Between the line containing "[(369, 531), (332, 446), (124, 455), (125, 601), (265, 691)]" and the line containing "510), (1062, 255)]]" lies a run of lines; give that run again exactly, with both of those lines, and nothing else from the entries below.

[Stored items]
Content starts

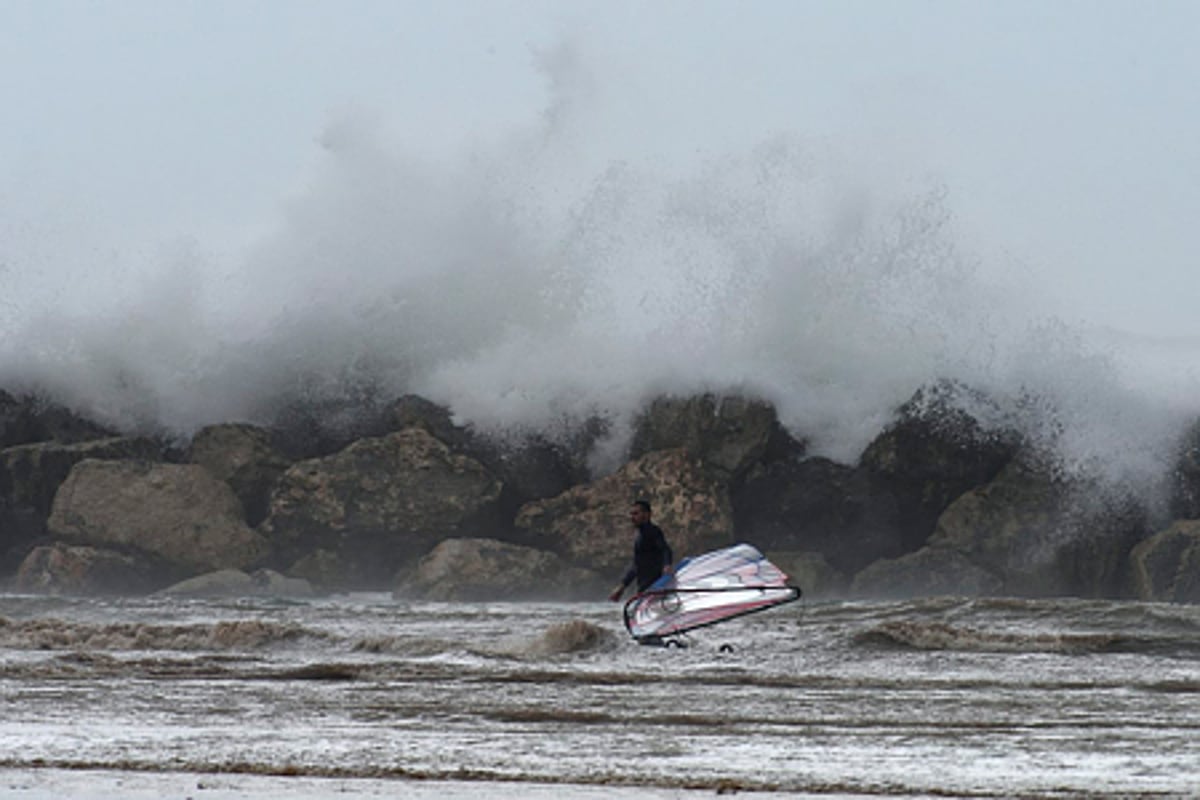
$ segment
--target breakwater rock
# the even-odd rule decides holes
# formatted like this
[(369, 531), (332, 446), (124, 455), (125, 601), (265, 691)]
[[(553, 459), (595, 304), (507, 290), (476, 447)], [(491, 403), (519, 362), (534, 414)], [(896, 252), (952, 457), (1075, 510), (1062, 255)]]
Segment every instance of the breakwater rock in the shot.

Content ends

[EXERCISE RESPONSE]
[(369, 531), (332, 446), (124, 455), (125, 601), (265, 691)]
[[(553, 459), (595, 304), (507, 290), (476, 447)], [(491, 403), (519, 362), (534, 414)], [(896, 252), (952, 457), (1075, 510), (1062, 255)]]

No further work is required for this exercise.